→ **BRIEF A**
Answer these questions about the rollercoaster post:
(i) What was the amusement park in Rhode Island called?
(ii) What was the name of the rollercoaster the writer rode?
(iii) On what day did the writer's mother go to the hospital?
→ **BRIEF B**
Rewrite the stretch of the rollercoaster post from "You may think" through "of my life.", replacing "pinball machine" with "rag doll".

→ **SOURCE EXTRACT**
<<<<

ROLLERCOASTER
- Soul Sisters
- Mar 5
- 3 min read

You may think this is strange, but I HATE rollercoasters! When I was about 10 years old, I went to an amusement park in Rhode Island called Rocky Point. I loved this place so much as any kid would. I decided to brave the rollercoaster called the Comet Jr. It was one of those old, rickety, rackety, wooden rollercoasters that had one skinny, loose-fitting, little seatbelt to hold you in place as it tossed you around like a pinball machine. It whipped me around the corner so fast that my little 10 yr. old body flew into the side of the car with such great force that it literally knocked the wind right out of me. I thought I had bruised a rib! Needless to say, I never went on another rollercoaster again for the rest of my life.
The last few weeks have been exactly like that rollercoaster, and it’s a ride I didn’t choose to be on nor did I ever want to be on yet here we are, day 19 and we are still whipping around these old wooden tracks. I’m screaming to the guy in charge, “Please stop this ride! I want to get off now please!”
In case you missed it, I will re-cap the last 19 days for you. On Valentine’s Day, my mother went to the hospital thinking she had a severe stomach flu and ended up in emergency surgery due to a blood clot in a major artery controlling the intestine. It was touch and go for a week, then she began to get better. They moved her out of the ICU, only to find herself right back in the ICU just a few days later worse off than what she was before! This past Saturday, the surgeon informed me that my mother was bleeding internally and there was absolutely nothing else they could do for her.

>>>>

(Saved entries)
<<<<

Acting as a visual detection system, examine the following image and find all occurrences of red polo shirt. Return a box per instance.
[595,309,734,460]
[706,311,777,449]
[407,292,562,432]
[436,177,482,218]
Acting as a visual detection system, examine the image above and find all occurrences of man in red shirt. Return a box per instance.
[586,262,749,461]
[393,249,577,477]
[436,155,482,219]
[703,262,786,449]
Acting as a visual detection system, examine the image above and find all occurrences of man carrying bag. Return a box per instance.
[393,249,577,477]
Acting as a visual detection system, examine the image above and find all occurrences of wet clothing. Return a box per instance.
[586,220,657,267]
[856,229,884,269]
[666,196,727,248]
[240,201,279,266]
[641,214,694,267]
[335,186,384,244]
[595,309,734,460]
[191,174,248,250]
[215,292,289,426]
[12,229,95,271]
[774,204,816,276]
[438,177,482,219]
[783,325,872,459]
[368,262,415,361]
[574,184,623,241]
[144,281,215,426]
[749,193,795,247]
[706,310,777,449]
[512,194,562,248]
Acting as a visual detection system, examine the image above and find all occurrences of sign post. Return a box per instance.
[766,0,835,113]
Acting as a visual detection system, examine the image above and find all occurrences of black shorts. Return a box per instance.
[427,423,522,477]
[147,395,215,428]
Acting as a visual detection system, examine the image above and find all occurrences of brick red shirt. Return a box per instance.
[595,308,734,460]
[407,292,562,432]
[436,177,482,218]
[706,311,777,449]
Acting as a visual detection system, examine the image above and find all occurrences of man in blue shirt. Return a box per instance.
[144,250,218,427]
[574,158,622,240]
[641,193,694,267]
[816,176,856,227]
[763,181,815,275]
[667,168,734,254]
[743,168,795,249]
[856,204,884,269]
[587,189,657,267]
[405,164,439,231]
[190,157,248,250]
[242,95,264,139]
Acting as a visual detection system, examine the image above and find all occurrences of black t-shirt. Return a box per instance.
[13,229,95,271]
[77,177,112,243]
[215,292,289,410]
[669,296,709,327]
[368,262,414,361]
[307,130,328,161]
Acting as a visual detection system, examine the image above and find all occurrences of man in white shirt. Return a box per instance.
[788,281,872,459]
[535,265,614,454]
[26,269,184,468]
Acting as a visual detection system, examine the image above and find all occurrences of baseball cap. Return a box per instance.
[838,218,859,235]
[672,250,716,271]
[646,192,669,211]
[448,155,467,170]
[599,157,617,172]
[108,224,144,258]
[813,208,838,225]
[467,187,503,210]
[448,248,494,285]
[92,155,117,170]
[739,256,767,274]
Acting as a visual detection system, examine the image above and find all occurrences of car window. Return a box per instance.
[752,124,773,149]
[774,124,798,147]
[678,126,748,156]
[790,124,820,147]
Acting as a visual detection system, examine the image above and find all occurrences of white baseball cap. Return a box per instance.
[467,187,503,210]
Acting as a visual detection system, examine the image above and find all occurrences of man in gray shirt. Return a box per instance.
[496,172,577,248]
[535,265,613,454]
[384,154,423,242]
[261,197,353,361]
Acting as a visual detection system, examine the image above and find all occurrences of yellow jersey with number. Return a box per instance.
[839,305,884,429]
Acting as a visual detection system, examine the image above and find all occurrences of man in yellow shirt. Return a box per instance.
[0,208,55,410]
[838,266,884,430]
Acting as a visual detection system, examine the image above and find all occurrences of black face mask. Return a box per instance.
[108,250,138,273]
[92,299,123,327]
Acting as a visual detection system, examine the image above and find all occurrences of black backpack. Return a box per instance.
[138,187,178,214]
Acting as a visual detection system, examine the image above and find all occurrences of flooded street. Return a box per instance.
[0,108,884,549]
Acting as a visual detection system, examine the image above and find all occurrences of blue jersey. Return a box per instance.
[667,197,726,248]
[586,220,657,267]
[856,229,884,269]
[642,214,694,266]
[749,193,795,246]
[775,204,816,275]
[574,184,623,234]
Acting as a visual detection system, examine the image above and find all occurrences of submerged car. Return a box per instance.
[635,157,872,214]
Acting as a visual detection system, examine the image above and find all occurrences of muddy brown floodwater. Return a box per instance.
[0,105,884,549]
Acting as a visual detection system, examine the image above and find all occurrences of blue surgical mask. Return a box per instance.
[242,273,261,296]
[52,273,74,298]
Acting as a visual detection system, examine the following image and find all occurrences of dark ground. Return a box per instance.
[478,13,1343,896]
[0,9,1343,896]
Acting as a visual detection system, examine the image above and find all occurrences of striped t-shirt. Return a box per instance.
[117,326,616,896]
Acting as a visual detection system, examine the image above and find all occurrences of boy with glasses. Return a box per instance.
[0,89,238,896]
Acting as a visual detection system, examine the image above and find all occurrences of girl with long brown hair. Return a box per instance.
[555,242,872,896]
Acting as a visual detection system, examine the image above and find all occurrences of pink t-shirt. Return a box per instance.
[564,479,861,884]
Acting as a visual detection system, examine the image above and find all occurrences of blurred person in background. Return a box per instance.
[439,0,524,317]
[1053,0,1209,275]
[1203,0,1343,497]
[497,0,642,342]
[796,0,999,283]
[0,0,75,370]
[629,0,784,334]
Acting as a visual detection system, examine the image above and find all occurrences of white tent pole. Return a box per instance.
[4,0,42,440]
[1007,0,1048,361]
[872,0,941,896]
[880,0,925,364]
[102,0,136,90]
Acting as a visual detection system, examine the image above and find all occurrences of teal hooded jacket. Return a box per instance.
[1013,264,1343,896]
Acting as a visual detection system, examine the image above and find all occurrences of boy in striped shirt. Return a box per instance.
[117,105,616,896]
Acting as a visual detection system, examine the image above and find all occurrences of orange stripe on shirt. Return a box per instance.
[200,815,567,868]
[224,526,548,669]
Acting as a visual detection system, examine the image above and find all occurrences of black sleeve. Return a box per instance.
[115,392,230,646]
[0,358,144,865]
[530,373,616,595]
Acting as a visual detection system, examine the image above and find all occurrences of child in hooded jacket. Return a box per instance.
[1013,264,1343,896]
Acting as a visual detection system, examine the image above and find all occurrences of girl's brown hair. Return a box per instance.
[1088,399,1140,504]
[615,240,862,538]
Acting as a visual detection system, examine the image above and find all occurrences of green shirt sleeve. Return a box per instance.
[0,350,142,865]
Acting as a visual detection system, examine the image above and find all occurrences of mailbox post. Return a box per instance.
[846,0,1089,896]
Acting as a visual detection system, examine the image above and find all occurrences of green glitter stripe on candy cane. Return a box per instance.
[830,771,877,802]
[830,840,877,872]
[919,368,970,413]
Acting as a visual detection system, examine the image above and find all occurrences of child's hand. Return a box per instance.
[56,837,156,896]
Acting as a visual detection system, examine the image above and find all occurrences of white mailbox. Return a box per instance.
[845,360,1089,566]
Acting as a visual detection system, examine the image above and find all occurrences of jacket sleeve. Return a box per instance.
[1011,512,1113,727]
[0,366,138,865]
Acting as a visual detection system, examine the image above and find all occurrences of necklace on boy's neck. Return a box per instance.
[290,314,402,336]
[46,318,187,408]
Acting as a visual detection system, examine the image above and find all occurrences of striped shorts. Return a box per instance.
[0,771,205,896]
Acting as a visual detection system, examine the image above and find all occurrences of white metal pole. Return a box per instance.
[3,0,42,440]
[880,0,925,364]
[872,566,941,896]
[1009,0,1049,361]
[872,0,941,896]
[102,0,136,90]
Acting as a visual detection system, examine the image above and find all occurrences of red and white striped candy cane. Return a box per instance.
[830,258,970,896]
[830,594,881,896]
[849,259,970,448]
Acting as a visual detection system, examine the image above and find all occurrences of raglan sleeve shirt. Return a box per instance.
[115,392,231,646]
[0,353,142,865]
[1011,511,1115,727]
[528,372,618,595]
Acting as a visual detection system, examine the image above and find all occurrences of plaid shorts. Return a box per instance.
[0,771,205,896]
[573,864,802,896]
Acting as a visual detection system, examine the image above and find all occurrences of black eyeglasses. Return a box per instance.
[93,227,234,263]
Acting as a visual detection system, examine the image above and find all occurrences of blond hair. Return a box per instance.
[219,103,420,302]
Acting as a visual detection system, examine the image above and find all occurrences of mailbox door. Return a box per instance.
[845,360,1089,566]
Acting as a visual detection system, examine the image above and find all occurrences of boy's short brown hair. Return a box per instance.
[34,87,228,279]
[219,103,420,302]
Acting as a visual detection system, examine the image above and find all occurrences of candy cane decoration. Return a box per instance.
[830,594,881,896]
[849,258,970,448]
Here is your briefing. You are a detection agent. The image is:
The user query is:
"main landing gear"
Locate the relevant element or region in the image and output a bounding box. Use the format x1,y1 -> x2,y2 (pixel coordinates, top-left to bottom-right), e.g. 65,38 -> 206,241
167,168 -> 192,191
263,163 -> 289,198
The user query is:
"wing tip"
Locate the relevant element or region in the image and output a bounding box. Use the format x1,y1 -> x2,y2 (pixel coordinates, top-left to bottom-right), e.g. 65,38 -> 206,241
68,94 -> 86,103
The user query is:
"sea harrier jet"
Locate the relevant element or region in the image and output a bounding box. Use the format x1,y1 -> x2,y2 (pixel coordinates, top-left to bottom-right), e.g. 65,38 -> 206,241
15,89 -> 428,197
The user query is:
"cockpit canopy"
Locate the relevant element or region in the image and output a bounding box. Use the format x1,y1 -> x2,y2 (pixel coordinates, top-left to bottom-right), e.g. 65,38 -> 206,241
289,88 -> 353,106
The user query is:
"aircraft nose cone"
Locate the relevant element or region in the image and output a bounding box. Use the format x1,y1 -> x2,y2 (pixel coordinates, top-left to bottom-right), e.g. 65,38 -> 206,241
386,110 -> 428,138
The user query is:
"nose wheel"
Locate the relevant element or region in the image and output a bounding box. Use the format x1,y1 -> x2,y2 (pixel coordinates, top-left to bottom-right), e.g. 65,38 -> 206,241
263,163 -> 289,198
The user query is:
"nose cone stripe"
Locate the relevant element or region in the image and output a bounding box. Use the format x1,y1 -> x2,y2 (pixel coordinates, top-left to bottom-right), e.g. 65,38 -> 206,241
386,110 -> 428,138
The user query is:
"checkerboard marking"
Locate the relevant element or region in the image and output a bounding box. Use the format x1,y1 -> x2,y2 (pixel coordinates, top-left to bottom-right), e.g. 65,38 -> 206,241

>>>>

→ **ANSWER SECTION A**
(i) Rocky Point
(ii) The Comet Jr.
(iii) Valentine's Day

→ **ANSWER SECTION B**
You may think this is strange, but I HATE rollercoasters! When I was about 10 years old, I went to an amusement park in Rhode Island called Rocky Point. I loved this place so much as any kid would. I decided to brave the rollercoaster called the Comet Jr. It was one of those old, rickety, rackety, wooden rollercoasters that had one skinny, loose-fitting, little seatbelt to hold you in place as it tossed you around like a rag doll. It whipped me around the corner so fast that my little 10 yr. old body flew into the side of the car with such great force that it literally knocked the wind right out of me. I thought I had bruised a rib! Needless to say, I never went on another rollercoaster again for the rest of my life.